## Stated exercise
Edit the material below so that each "biggest circle" reads "largest circle" and every other part stays the same.

## Source records
↓

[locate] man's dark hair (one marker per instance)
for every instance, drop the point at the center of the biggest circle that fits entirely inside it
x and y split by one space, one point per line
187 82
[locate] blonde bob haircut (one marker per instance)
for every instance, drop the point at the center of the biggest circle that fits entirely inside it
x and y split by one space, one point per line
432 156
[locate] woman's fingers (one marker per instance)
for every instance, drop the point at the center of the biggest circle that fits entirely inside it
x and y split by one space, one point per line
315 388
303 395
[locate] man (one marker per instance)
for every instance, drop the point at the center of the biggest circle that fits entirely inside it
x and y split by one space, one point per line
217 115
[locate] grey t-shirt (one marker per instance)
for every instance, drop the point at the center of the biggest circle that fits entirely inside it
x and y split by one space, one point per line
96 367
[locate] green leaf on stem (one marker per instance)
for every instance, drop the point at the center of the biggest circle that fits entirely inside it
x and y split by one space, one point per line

↑

## Task solution
[locate] man's dark hair (one marker per instance)
for every instance, drop the point at the center of the largest circle that fits entirely inside it
x and y split by one space, one point per line
187 82
[locate] blonde bob haircut (one marker per instance)
for every instance, drop the point at the center of the largest circle that fits entirely inside it
x and y split by one space, one point per line
432 156
[locate] woman's fingers (one marker per instance)
for every instance, drop the point at the center of the largest circle that fits entirely inside it
x and y split by one space, one point per line
315 388
303 395
[locate] man (one marker per instance)
for every instance, drop the point at the center of the largest circle that fits entirely inside it
x and y split by one space, one point per line
217 115
[locate] grey t-shirt (one marker per instance)
for every instance, drop the point at the center of the largest circle that fits entirely inside it
x and y split by one space, one point per line
96 367
[locate] green leaf on stem (one marker per instance)
for every instance, drop the point at the center of the largest circle that fits entirely inside it
x and y split by one space, one point per line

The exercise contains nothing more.